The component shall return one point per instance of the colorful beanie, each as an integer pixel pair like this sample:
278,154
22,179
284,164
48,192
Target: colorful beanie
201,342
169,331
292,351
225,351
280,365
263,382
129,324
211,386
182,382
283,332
━━━━
The entries above must each be repeated exactly.

> **Output for this exercise**:
The component shall return one point per instance of the colorful beanie, each as an integer pixel pair like this sample:
278,154
22,179
284,164
48,192
Target: colorful beanie
201,342
169,331
292,351
225,351
280,365
263,382
129,324
211,386
182,382
283,332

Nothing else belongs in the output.